**DIRECTIONS FOR THIS TASK:** Pull every "Target" line out of the data below.

**SUPPLIED MATERIAL:**
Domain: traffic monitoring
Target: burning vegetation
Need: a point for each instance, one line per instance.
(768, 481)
* * *
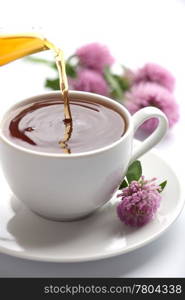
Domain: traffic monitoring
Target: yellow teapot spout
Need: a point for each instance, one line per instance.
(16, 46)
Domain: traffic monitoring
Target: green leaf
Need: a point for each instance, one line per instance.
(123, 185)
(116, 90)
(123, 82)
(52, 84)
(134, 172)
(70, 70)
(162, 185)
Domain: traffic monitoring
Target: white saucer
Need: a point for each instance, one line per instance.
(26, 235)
---
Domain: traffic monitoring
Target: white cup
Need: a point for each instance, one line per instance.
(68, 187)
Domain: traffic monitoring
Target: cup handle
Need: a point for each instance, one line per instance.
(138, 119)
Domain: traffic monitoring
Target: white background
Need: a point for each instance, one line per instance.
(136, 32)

**RESULT FOR THIS EXERCISE:**
Target: burning vegetation
Target: yellow teapot spout
Target: green leaf
Target: white saucer
Target: white cup
Target: cup handle
Target: white background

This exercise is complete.